Data records
-- -- --
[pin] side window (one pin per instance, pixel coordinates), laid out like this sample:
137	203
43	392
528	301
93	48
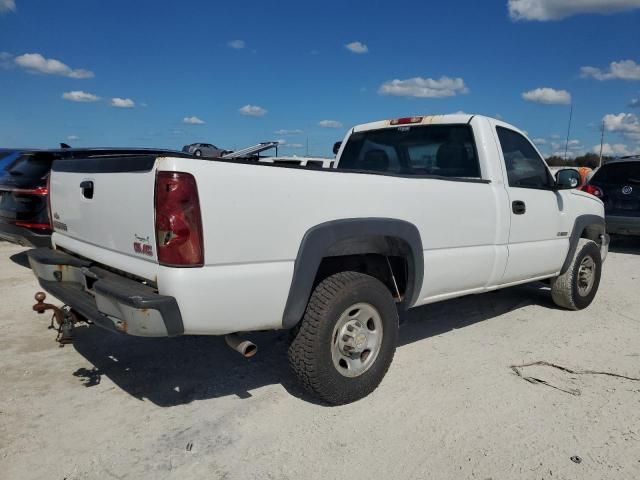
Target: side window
429	150
525	168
-- -- --
> [Goal] Present every line of the items above as a numbered list, skipping blank lines and leaving out the pictures.

> [Solution for this problem]
1. [pin] side window (one pin per instance, pixel coordinates), laid out like this sample:
2. 137	203
3. 43	392
4. 528	301
5. 93	48
6. Target: side window
7. 429	150
8. 525	168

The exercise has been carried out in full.